> _WHAT THE EXERCISE ASKS_
Extract each of the lines below verbatim, omitting the pictures from your response.

> _RECORD SET_

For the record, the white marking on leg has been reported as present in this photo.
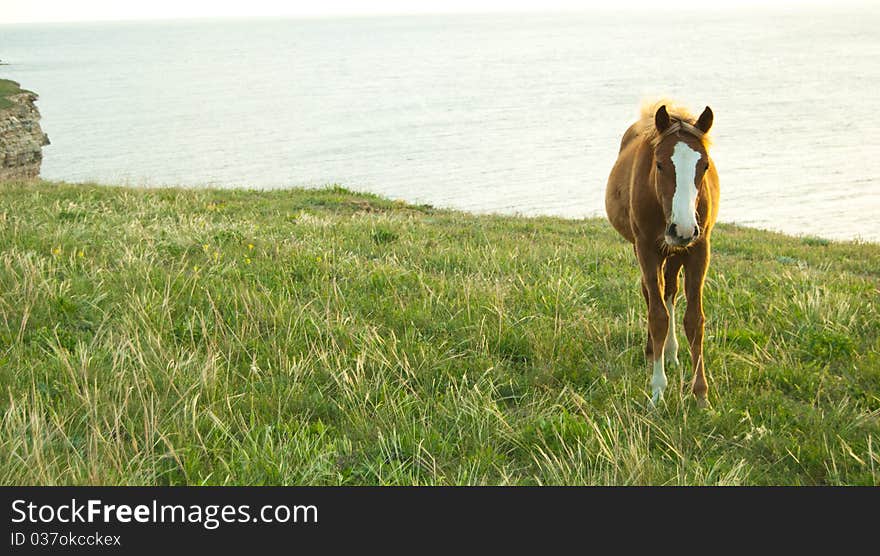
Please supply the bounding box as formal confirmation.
[670,141,700,238]
[651,353,667,406]
[663,297,678,365]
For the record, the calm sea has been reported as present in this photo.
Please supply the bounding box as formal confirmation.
[0,8,880,241]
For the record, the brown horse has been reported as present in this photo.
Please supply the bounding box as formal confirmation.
[605,103,718,407]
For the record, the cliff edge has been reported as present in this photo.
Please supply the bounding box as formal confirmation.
[0,79,49,181]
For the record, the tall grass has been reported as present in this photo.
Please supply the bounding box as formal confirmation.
[0,183,880,485]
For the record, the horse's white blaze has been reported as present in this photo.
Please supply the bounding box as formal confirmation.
[671,141,700,237]
[651,353,667,405]
[663,297,678,365]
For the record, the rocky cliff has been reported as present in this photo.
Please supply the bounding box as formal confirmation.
[0,80,49,181]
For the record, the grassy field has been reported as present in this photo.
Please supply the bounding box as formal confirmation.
[0,79,30,110]
[0,183,880,485]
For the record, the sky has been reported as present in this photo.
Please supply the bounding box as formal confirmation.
[0,0,871,24]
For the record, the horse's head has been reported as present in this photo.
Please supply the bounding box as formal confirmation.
[652,105,713,247]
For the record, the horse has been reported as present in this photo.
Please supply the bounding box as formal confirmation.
[605,101,719,407]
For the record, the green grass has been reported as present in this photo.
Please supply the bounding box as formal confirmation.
[0,183,880,485]
[0,79,30,110]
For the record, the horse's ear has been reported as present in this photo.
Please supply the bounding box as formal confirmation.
[696,106,715,133]
[654,104,669,133]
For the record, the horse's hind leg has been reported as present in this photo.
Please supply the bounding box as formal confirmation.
[663,255,684,365]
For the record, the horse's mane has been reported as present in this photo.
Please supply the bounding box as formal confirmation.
[638,98,712,147]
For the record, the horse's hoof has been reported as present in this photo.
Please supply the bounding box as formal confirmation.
[648,390,663,409]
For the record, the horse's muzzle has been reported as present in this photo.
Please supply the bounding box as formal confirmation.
[666,223,700,247]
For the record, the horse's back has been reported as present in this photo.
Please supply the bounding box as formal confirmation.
[605,123,641,243]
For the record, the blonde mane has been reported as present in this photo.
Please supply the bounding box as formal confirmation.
[639,98,712,148]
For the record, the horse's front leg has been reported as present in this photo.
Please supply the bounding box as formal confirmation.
[684,240,709,407]
[638,246,669,406]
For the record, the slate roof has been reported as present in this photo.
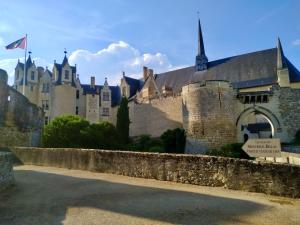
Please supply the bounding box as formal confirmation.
[155,66,196,93]
[123,76,143,98]
[54,60,76,87]
[155,48,300,93]
[81,84,121,107]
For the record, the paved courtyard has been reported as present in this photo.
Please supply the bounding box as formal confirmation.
[0,166,300,225]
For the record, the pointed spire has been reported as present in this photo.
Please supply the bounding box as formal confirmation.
[277,37,285,69]
[198,19,205,55]
[26,51,32,68]
[62,49,68,67]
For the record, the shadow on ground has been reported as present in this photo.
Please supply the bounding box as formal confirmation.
[0,170,267,225]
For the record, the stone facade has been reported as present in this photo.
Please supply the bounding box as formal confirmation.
[182,81,236,153]
[11,148,300,198]
[121,23,300,153]
[129,96,183,137]
[0,70,44,147]
[0,152,15,191]
[13,52,121,124]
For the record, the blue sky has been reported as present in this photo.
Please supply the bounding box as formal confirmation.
[0,0,300,84]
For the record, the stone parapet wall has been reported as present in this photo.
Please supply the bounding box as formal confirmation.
[11,147,300,198]
[0,152,14,191]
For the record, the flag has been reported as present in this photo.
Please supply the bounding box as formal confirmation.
[5,37,27,49]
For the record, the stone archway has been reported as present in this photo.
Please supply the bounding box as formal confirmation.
[236,106,281,142]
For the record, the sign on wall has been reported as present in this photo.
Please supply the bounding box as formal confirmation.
[242,138,281,157]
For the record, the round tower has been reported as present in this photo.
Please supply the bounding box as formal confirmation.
[182,81,236,153]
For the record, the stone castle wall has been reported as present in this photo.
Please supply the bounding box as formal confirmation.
[11,148,300,198]
[0,67,43,147]
[0,152,14,191]
[278,88,300,141]
[182,81,236,153]
[129,96,182,137]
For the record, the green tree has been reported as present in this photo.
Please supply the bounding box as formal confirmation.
[116,97,130,145]
[42,115,89,148]
[160,128,186,153]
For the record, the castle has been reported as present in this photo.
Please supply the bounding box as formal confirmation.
[14,21,300,153]
[14,51,121,124]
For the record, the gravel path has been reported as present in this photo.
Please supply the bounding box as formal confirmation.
[0,166,300,225]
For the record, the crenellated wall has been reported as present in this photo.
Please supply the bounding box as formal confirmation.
[0,69,43,147]
[182,81,236,153]
[129,96,182,137]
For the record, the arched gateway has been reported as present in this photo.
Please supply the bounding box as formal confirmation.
[236,106,282,142]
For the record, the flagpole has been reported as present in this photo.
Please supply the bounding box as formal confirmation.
[22,34,27,96]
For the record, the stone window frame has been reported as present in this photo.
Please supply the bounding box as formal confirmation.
[30,71,35,80]
[42,100,49,110]
[64,70,70,80]
[102,107,109,116]
[102,91,110,102]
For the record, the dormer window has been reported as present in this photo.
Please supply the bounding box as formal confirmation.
[65,70,70,80]
[42,83,50,93]
[31,71,34,80]
[103,92,109,101]
[122,87,126,96]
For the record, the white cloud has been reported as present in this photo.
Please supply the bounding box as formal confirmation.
[69,41,185,85]
[292,39,300,46]
[0,41,185,85]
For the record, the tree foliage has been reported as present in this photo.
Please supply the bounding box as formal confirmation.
[42,115,89,148]
[160,128,186,153]
[116,97,130,145]
[42,115,119,149]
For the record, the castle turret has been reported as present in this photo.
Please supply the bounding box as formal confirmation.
[196,19,208,71]
[51,51,76,118]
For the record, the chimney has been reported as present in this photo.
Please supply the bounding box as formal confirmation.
[148,69,153,76]
[143,66,148,81]
[91,77,96,87]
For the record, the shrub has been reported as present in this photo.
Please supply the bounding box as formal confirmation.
[116,97,130,145]
[129,134,164,152]
[206,143,252,159]
[42,115,89,148]
[42,116,119,149]
[160,128,186,153]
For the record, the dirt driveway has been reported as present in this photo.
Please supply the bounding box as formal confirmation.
[0,166,300,225]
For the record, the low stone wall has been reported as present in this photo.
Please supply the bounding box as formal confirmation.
[0,152,14,191]
[11,147,300,198]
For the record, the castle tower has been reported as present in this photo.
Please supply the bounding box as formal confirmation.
[50,51,76,119]
[277,38,291,87]
[100,78,112,121]
[0,69,10,127]
[196,19,208,71]
[14,51,39,105]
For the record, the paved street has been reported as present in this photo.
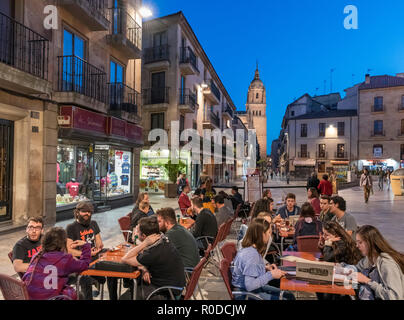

> _RESULT OF THIS EXERCISE_
For the record, the white marking on leg has been reported as present in this photo.
Please supply the bounding box as formal confirmation.
[670,141,700,238]
[651,353,667,406]
[663,297,678,365]
For the record, the calm sea has been reported as present in this photo.
Please supply the bounding box as formal confirmation.
[0,8,880,241]
For the record, the brown horse has been reported as present in this photo.
Please supply the bounding box as formal confirmation.
[605,103,718,407]
For the record, the cliff edge has been reported as present in this photo.
Please supply the bounding box as formal confirmation.
[0,79,49,181]
For the record, the tall grass has been reported as present in this photo.
Please supply the bounding box as formal confirmation.
[0,183,880,485]
For the record, the horse's white blaze has been reported as present in this photo.
Please supply the bounding box as formal confirmation.
[671,141,700,237]
[651,353,667,405]
[663,297,678,365]
For the record, the rocky cliff has been reported as present in this photo.
Please supply the bounding box as formal confirmation.
[0,80,49,181]
For the record, the grassy field has been reported as present in this photo.
Please supply the bounding box as formal confirmation.
[0,79,30,110]
[0,183,880,485]
For the record, the sky has been reported as present in this photo.
Please supply the bounding box as formal confirmation.
[0,0,871,24]
For the record, the horse's head has been reported as present in this photo.
Please supply the bounding box as formal confirmation.
[652,105,713,247]
For the record, the horse has been reported as present in this photo.
Please supply the bounding box as formal confirmation.
[605,101,719,407]
For the record, the green grass has been reported as present in this photo.
Please supply the bounding box as formal confirmation.
[0,183,880,485]
[0,79,30,110]
For the record, the horse's ear has been reported as present in this photo.
Please supply the bounding box as formal confirmation.
[696,106,715,133]
[654,104,669,133]
For the record, the horse's hind leg has been reported as present in this photo.
Please supply the bounding box as formal confirmation.
[663,255,684,365]
For the record, the horse's mane has been reported as present in this photo.
Please supply the bounding box as formal confirmation.
[638,98,712,147]
For the record, the horse's hoof has been reported as present in this photo.
Please supply the bounding box as formal confirmation.
[648,390,663,409]
For the record, the horse's muzzle has been reported as present in this photo.
Please supply the bounding box as formal confirmation.
[666,223,700,247]
For the record, the horse's back has been reported as present in this photo.
Please supply the bounding box as formal confirmation.
[605,123,641,243]
For the record, the blonde mane has been reported as present in this photo.
Please supply the bounding box as formal confirmation.
[639,98,712,148]
For the record, the horse's front leg has been reported as present in this photo.
Please supply the bounding box as formal confirmation.
[684,240,709,407]
[638,246,669,406]
For the record, the slate roof has been reported as present in this photo.
Please supply the bounding box as formal confirmation.
[155,66,196,93]
[123,76,143,98]
[54,60,76,87]
[155,48,300,93]
[81,84,121,107]
For the record, the paved courtyard has been reported as present in this photo.
Please supply the bounding box as formal confirmation.
[0,166,300,225]
For the record, the pointed spire has been reported as present in this photo.
Please supply the bounding box as formal confirmation.
[277,37,285,69]
[198,19,205,55]
[26,51,32,68]
[62,49,68,67]
For the record, the shadow on ground has been reported as present in this photo.
Please supply the bounding box as formal confirmation.
[0,170,267,225]
For the record, the stone facade has been reported as present in this photo.
Please supply the bounding box as formal confirmation.
[182,81,236,153]
[11,148,300,198]
[121,23,300,153]
[129,96,183,137]
[0,70,44,147]
[0,152,15,191]
[13,52,121,124]
For the record, the blue sky has been reported as present in this photo.
Please supply the bounding box as formal confirmation.
[0,0,300,84]
For the record, the stone parapet wall has been reported as present in this photo.
Please supply the bounding box as formal confirmation.
[11,147,300,198]
[0,152,14,191]
For the record, the flag has been reported as present in this photo.
Please supply the bounding box as formal confirmation.
[5,37,27,49]
For the record, the stone archway has been reported as present in this photo.
Please supply the bounding box as formal confirmation.
[236,106,281,142]
For the record, the sign on wall has been reported as present in this photo.
Please supply the bounding box as formal confirmation.
[242,138,281,157]
For the record, the round tower has been reported as present in this photo.
Please supply the bounding box as formal confirmation.
[182,81,236,153]
For the record, the stone castle wall has been reported as present in this photo.
Please supply the bounding box as formal confirmation.
[11,148,300,198]
[0,67,43,147]
[0,152,14,191]
[278,88,300,141]
[182,81,236,153]
[129,96,182,137]
For the record, the green tree has been reported as present in this photo.
Please supply the bounding box as formal confirmation.
[116,97,130,145]
[42,115,89,148]
[160,128,186,153]
For the record, the castle has been reported as present in this photo.
Please supply the bounding box as formal confirmation.
[14,21,300,153]
[14,51,121,124]
For the record, the gravel path has been reported as present in this photo.
Please supply the bounding box as formal confirmation.
[0,166,300,225]
For the record, the crenellated wall has been reported as present in this photo.
Please supply the bounding box as formal confirmation.
[0,69,43,147]
[182,81,236,153]
[129,96,182,137]
For the record, the arched gateway has been reported as present in this photo.
Please supply the bounding box as formal confirmation.
[236,106,282,142]
For the record, the flagpole has been reported as present in this photo.
Please supply the bounding box as formal confirmation.
[22,34,27,96]
For the record, the stone window frame has been reported as present in this photo.
Please supply the bounding box as formal confirmation.
[30,71,35,80]
[42,100,49,110]
[64,70,70,80]
[102,107,109,116]
[102,91,110,102]
For the record, the dormer window has been reported as present in this photo.
Please supply the bounding box as formal confirmation.
[65,70,70,80]
[42,83,50,93]
[31,71,34,80]
[103,92,109,101]
[122,87,126,96]
For the record, the white cloud has been reported as present in this photo.
Please supply the bounding box as formal confirmation.
[69,41,185,85]
[292,39,300,46]
[0,41,185,85]
For the record, the tree foliage has been reported as present in this photo.
Please supply the bounding box as formal confirmation.
[42,115,89,148]
[160,128,186,153]
[116,97,130,145]
[42,115,119,149]
For the record, the castle turret has been reported as present in this photo.
Please supply the bounding box as formal confirmation.
[196,19,208,71]
[51,51,76,118]
For the record, the chimney has been reported as present in this photo.
Please supply the bounding box as formal confirmation.
[148,69,153,76]
[143,66,148,81]
[91,77,96,87]
For the record, the shrub has been reported as present in this photo.
Please supply the bounding box as formal confirmation.
[116,97,130,145]
[129,134,164,152]
[206,143,252,159]
[42,115,89,148]
[42,116,119,149]
[160,128,186,153]
For the record, the dirt driveway has been reported as present in this photo.
Please supply the bounding box as formal confirmation.
[0,166,300,225]
For the record, the low stone wall has been reported as present in this photo.
Please supply the bounding box as formal confirmation.
[0,152,14,191]
[11,147,300,198]
For the record, the castle tower has been reported as present in this photo.
Please supply the bounding box as formal confirmation.
[50,51,76,119]
[277,38,291,87]
[100,78,112,121]
[0,69,10,127]
[196,19,208,71]
[14,51,39,105]
For the record, the paved street has been reported as present in this photo.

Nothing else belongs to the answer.